- **DATA IN THIS EXERCISE**:
────

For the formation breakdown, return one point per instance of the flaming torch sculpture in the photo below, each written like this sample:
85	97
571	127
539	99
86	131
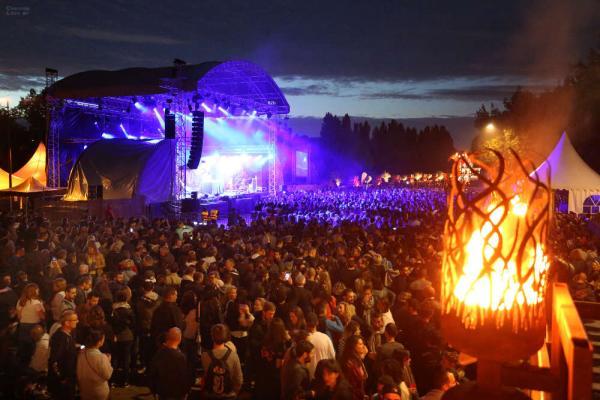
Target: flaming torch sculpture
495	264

────

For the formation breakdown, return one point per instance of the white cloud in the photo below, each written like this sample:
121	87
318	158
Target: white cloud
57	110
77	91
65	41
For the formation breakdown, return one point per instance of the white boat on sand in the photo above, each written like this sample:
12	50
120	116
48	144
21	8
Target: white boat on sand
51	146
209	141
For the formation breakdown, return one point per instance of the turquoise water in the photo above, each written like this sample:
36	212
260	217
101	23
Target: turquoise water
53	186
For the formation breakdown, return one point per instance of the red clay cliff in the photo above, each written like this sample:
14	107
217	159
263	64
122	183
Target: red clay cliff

────

- **WHAT IS BEING ASKED**: Reply with nothing except the number of lines in the listing above that include the string "clay".

- **RESULT FOR THIS TASK**: 2